• **About this task**:
Your task is to transcribe exactly, and only, the lines running from the one with "# provide the" to the end of the listing below, inclusive, with every picture left out.

• **Entries supplied**:

_ _ _ _ _ _ _

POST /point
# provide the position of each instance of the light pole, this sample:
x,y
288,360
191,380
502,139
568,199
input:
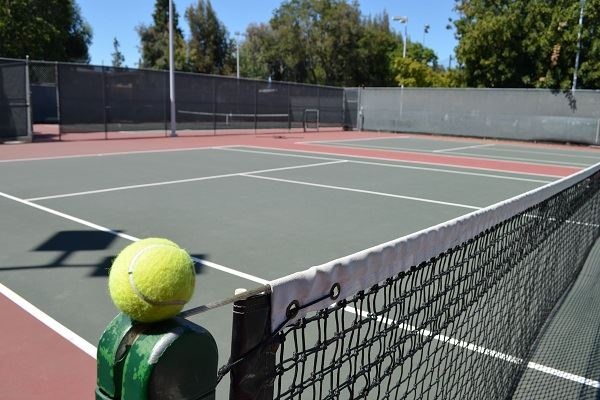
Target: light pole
x,y
403,20
172,72
578,45
237,52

_ _ _ _ _ _ _

• **Solution to the exercise**:
# provide the position of each instance of the light pole, this sample:
x,y
288,360
191,380
502,139
568,199
input:
Target: light pole
x,y
403,20
172,72
578,45
237,52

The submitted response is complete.